(Records from a collection)
..........

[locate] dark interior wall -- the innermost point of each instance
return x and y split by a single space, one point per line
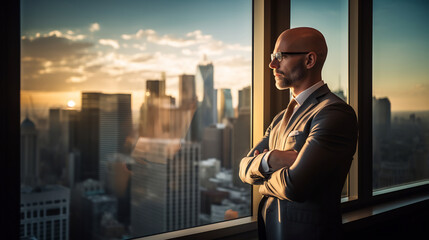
411 222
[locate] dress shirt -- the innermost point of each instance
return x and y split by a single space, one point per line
300 99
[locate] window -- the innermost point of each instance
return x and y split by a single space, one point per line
400 99
138 113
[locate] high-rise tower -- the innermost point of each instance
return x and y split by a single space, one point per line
164 186
29 165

..........

--- Problem to solve ---
Write out again the lines from the one that contains "[locate] high-rise tower" through the end of the records, including both ends.

--- Answer to the exercise ---
[locate] high-rise tower -- the innermost point of each instance
return x and y split by a single space, one point per line
164 186
29 165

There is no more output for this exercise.